== Short task 1 ==
Translate this sentence from the forum thread on edutainment into Spanish: "As a whole, I don't think the article says anything."
[START Text]
'Edutainment' Needs Entrepreneurs - peter123
http://www.forbes.com/enterprisetech/2008/12/18/mitra-edutainment-entrepreneur-tech-enter-cx_sm_1219mitra.html
======
russell
The article starts off with the premise that good edutainment software is
needed to augment the abilities of intellectually challenged teachers. It then
wanders off into promoting the cellphone as a delivery mechanism for third
world countries. As a whole, I don't think the article says anything.
Inexpensive laptops are a far better delivery mechanism, and if we look at our
own educational problems, nearly everyone has a computer available.

However, the premise that there is an opportunity to provide supplemental
educational materials is valid. If you have looked at your kids textbooks,
they are mostly complete junk, almost comic books in content. What I see as
needed are textbook supplements/replacements. For example, instead of a one
page description of the Roman Forum with a couple of pictures, how about a 15
to 30 minute interactive video game that would allow the kid to explore the
forum and its time, environs, and culture. Accompany it with a Wikipedia-like
text that would allow deeper exploration of the topics.
[END Text]
== Short task 2 ==
Rewrite the records below from their first line through the line containing "[0, 0, 720, 200]", changing "Detect" to "Locate" and keeping everything else the same.
[START Given data]
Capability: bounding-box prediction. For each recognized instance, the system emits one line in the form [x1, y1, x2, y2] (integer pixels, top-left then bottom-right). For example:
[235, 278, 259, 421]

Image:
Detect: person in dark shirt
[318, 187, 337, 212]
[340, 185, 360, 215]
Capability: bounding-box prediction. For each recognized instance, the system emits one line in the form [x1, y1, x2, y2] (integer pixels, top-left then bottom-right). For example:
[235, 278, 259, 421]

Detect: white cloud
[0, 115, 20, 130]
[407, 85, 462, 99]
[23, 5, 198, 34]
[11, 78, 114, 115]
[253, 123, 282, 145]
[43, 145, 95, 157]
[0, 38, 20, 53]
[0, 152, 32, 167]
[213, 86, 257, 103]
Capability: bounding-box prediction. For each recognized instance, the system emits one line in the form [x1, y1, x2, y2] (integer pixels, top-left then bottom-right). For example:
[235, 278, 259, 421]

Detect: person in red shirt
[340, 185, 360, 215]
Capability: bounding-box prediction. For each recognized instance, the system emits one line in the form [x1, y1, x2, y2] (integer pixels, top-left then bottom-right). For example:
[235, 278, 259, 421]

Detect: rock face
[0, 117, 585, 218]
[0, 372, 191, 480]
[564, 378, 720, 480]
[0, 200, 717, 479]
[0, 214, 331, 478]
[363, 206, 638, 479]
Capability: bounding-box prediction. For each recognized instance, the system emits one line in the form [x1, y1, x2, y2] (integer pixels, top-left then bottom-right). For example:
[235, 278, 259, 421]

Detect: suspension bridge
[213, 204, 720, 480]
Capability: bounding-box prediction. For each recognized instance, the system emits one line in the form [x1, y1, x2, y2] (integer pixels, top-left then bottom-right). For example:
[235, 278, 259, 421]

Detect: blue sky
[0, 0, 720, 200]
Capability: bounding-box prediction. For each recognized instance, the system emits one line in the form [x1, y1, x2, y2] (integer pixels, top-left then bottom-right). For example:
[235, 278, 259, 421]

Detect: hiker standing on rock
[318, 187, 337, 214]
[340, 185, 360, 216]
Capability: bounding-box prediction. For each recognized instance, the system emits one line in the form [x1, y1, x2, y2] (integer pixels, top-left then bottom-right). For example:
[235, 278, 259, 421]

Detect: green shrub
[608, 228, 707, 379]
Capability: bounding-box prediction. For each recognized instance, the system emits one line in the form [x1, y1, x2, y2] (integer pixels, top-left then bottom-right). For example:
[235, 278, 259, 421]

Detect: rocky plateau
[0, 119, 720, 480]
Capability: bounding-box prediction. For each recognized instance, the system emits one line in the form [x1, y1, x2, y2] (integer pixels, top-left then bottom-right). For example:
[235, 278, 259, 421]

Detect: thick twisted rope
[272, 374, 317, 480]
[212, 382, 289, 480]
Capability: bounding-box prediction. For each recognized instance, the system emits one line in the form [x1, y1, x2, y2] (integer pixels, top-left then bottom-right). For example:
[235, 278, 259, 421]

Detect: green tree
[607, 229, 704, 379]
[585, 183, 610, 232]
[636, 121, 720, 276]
[END Given data]
== Written reply 1 ==
En general, no creo que el artículo diga nada.

== Written reply 2 ==
Capability: bounding-box prediction. For each recognized instance, the system emits one line in the form [x1, y1, x2, y2] (integer pixels, top-left then bottom-right). For example:
[235, 278, 259, 421]

Image:
Locate: person in dark shirt
[318, 187, 337, 212]
[340, 185, 360, 215]
Capability: bounding-box prediction. For each recognized instance, the system emits one line in the form [x1, y1, x2, y2] (integer pixels, top-left then bottom-right). For example:
[235, 278, 259, 421]

Locate: white cloud
[0, 115, 20, 130]
[407, 85, 462, 99]
[23, 5, 198, 34]
[11, 78, 114, 115]
[253, 123, 282, 145]
[43, 145, 95, 157]
[0, 38, 20, 53]
[0, 152, 32, 167]
[213, 86, 257, 103]
Capability: bounding-box prediction. For each recognized instance, the system emits one line in the form [x1, y1, x2, y2] (integer pixels, top-left then bottom-right). For example:
[235, 278, 259, 421]

Locate: person in red shirt
[340, 185, 360, 215]
Capability: bounding-box prediction. For each recognized instance, the system emits one line in the form [x1, y1, x2, y2] (integer pixels, top-left then bottom-right). For example:
[235, 278, 259, 421]

Locate: rock face
[0, 117, 585, 218]
[0, 372, 191, 480]
[564, 378, 720, 480]
[0, 200, 717, 479]
[0, 214, 331, 478]
[363, 206, 638, 479]
Capability: bounding-box prediction. For each recognized instance, the system emits one line in the form [x1, y1, x2, y2] (integer pixels, top-left then bottom-right). For example:
[235, 278, 259, 421]

Locate: suspension bridge
[213, 204, 720, 480]
Capability: bounding-box prediction. For each recognized instance, the system emits one line in the form [x1, y1, x2, y2] (integer pixels, top-left then bottom-right). For example:
[235, 278, 259, 421]

Locate: blue sky
[0, 0, 720, 200]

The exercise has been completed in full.